# [Directions]
Copy out the rows below word for word, beginning at the line that contains "Where can you see the white stripe" and continuing through the last line of the rows.

# [Provided data]
########################################
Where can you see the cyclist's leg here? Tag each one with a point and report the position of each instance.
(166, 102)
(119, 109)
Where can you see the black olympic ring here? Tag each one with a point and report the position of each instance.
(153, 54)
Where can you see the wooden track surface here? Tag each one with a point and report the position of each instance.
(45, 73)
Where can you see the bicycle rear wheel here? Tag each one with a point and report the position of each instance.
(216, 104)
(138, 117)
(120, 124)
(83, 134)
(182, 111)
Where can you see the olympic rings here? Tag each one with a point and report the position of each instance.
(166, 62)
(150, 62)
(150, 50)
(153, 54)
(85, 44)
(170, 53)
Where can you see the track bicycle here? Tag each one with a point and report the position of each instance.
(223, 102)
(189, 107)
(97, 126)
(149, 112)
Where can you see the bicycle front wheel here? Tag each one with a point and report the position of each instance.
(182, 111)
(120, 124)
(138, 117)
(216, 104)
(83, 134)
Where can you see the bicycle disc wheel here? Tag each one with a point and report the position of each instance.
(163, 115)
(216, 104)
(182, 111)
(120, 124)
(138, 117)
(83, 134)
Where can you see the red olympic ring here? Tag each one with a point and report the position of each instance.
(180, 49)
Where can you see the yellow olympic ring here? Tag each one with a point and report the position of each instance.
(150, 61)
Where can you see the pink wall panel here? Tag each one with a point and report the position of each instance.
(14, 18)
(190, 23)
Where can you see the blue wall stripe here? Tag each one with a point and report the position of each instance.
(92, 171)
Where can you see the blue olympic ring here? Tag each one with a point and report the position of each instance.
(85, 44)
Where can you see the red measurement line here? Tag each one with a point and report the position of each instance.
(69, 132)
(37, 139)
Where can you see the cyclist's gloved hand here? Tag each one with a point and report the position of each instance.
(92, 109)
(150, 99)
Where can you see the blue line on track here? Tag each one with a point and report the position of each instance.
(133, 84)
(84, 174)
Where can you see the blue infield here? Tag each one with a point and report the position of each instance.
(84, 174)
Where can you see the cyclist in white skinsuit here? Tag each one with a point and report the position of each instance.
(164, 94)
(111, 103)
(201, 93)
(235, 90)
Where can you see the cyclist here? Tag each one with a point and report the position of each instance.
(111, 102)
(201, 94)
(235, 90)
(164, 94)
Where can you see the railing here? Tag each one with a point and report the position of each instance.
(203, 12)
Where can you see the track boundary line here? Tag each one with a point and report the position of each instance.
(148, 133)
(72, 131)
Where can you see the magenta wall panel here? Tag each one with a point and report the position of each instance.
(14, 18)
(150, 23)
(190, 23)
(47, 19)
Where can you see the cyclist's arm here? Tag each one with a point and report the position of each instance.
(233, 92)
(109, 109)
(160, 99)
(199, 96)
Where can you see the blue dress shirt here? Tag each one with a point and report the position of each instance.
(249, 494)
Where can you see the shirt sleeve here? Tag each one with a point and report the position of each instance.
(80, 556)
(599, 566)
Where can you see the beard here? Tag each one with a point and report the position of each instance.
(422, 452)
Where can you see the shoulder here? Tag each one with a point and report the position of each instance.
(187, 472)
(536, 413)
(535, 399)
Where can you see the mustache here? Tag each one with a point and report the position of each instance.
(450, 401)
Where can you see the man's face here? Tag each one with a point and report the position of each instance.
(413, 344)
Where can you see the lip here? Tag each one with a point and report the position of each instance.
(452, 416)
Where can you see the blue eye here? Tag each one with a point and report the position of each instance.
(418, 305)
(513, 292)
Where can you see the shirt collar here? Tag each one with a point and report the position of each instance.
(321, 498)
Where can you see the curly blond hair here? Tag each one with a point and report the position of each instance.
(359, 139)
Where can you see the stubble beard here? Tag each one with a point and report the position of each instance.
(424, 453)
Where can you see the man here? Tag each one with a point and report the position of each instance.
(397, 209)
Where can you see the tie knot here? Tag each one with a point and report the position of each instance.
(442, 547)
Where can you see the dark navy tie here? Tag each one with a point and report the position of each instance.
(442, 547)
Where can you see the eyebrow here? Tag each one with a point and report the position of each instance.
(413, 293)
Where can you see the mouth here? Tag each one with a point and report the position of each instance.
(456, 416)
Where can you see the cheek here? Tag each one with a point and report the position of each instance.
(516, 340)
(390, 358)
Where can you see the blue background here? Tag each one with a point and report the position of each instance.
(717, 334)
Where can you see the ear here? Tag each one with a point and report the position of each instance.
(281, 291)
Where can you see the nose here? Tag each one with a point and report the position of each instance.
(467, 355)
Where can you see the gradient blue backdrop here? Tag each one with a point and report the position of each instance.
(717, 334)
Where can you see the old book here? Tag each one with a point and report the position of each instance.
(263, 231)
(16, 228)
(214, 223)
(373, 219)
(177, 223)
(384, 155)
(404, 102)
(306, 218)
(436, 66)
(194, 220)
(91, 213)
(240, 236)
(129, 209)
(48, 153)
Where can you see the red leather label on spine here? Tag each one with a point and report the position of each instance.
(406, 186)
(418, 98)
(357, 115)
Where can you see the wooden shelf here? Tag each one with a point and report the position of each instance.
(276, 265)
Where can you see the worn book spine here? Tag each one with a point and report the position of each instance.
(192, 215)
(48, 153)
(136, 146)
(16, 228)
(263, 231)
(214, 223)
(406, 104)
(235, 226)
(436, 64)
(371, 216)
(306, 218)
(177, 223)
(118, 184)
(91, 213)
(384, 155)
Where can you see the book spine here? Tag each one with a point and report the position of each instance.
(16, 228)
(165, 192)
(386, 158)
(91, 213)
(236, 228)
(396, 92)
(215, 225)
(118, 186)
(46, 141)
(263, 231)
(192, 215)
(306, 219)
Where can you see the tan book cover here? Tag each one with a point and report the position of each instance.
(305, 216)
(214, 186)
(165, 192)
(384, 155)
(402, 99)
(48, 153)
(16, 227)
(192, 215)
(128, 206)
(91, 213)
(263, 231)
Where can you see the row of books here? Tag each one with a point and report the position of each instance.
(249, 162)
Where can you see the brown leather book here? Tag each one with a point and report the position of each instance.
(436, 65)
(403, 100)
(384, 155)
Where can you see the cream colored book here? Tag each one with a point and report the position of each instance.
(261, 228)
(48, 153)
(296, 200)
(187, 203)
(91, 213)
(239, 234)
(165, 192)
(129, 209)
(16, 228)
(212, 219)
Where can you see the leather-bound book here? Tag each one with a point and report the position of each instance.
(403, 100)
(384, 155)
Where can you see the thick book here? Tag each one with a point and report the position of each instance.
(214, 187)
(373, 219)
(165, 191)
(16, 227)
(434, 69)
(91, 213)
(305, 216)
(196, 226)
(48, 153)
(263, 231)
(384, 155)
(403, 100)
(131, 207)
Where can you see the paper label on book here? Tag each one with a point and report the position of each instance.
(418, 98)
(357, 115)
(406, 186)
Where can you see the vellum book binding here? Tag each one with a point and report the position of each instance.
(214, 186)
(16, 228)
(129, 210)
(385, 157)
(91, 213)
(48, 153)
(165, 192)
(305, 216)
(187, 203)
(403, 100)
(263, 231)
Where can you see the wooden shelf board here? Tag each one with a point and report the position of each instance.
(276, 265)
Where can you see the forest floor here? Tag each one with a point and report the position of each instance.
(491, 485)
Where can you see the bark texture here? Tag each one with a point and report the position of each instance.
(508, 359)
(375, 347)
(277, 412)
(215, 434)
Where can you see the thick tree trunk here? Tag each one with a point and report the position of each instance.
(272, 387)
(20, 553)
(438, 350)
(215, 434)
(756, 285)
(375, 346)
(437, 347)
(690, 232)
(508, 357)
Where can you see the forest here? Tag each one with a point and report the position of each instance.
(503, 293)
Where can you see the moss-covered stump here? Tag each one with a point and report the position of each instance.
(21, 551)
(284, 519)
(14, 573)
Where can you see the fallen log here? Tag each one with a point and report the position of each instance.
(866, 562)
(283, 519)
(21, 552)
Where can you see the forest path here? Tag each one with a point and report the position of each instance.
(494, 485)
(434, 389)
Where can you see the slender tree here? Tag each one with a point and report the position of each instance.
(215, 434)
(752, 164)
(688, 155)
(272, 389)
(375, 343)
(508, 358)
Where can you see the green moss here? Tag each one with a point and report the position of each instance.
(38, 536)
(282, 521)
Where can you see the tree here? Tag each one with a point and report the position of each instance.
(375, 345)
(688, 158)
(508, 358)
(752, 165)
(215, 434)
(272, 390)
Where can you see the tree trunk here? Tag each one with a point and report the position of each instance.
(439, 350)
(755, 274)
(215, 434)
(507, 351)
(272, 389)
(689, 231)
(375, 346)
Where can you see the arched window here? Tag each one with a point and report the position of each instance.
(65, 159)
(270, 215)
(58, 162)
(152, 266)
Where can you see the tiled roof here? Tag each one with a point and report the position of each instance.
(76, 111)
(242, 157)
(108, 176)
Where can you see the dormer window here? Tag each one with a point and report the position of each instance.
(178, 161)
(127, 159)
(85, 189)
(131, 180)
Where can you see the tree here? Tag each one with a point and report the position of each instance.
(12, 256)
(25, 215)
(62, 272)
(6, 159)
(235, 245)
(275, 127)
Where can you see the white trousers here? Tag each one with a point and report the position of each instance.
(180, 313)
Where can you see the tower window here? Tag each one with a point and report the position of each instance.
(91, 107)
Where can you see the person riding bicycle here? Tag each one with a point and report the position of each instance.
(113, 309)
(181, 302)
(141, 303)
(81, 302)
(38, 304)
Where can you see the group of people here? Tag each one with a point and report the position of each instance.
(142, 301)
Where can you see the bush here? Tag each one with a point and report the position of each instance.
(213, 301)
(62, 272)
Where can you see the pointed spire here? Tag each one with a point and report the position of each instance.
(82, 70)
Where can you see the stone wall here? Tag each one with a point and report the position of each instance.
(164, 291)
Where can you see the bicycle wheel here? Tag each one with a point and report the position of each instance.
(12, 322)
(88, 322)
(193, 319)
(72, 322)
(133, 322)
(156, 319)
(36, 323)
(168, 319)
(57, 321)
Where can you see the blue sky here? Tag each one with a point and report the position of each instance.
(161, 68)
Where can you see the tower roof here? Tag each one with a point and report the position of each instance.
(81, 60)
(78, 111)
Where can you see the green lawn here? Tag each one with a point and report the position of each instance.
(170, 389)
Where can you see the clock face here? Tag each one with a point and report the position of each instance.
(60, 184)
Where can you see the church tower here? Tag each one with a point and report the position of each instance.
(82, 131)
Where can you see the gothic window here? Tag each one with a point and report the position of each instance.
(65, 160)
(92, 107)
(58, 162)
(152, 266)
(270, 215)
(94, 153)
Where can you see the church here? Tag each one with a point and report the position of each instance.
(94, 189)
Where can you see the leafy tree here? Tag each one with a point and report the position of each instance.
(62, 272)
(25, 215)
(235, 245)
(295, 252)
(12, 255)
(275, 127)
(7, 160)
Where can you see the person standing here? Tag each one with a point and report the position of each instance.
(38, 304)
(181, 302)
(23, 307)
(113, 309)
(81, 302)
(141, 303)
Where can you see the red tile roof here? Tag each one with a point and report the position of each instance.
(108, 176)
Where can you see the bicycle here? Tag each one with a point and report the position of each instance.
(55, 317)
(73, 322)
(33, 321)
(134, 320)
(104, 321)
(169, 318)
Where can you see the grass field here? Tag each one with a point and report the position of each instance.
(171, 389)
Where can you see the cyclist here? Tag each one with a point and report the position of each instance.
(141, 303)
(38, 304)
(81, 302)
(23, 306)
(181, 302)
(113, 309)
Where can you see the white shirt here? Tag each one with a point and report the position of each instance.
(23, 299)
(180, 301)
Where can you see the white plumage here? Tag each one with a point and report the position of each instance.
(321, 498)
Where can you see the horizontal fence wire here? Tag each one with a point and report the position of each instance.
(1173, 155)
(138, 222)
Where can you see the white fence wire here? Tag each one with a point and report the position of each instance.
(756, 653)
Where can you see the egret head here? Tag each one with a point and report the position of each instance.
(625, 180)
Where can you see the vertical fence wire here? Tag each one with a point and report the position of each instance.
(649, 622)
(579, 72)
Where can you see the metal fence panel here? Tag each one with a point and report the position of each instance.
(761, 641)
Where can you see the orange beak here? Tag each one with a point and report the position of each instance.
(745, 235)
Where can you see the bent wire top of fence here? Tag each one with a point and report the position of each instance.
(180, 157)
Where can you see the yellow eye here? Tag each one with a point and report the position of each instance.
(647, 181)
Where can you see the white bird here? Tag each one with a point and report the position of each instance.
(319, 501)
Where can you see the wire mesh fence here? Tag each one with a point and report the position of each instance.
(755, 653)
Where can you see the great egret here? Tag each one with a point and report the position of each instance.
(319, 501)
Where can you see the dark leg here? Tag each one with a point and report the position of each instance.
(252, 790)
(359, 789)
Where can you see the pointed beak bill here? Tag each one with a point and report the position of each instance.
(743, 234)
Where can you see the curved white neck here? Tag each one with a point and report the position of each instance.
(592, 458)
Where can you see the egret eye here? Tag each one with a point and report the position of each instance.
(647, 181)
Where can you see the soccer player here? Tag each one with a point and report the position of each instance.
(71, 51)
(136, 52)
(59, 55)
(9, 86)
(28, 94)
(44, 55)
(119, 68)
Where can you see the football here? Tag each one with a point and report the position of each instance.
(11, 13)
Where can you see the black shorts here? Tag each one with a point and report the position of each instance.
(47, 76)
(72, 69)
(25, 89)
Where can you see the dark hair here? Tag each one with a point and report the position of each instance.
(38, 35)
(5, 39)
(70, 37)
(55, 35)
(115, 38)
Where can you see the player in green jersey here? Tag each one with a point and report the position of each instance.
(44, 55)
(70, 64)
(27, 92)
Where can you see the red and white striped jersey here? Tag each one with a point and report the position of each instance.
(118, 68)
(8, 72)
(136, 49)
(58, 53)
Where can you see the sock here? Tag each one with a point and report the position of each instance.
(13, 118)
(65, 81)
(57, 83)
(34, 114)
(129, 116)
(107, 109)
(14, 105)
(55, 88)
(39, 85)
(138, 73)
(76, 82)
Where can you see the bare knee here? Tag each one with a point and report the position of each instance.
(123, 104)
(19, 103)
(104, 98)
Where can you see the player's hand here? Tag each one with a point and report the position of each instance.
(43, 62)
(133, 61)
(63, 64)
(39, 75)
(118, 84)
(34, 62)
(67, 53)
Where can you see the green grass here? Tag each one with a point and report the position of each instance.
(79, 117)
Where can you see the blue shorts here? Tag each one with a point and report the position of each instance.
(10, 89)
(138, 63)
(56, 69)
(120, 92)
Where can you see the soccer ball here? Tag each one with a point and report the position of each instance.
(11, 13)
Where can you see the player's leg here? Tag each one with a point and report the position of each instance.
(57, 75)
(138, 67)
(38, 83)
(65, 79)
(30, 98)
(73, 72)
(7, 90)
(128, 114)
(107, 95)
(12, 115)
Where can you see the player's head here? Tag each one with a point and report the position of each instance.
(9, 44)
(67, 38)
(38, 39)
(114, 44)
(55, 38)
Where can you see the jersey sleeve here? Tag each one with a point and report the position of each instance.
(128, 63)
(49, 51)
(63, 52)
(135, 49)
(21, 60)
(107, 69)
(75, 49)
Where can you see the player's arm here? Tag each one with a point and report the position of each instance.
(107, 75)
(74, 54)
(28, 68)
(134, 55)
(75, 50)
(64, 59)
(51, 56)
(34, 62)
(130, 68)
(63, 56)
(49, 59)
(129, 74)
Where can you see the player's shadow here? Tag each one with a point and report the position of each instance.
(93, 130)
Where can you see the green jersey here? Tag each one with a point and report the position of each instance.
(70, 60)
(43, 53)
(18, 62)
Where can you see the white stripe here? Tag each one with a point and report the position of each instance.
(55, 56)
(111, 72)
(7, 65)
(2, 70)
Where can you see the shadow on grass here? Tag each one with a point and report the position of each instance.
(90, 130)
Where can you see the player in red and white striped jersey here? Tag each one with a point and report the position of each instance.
########################################
# [Exercise answer]
Where can you see the white stripe here? Tag each one with a point and report the position of each instance.
(55, 56)
(111, 72)
(7, 65)
(2, 70)
Where can you see the shadow on grass here? Tag each one with a point and report the position of each instance.
(90, 130)
Where can you see the player in red and white striped jersey here? Tag each one with a point and report the position of each instance.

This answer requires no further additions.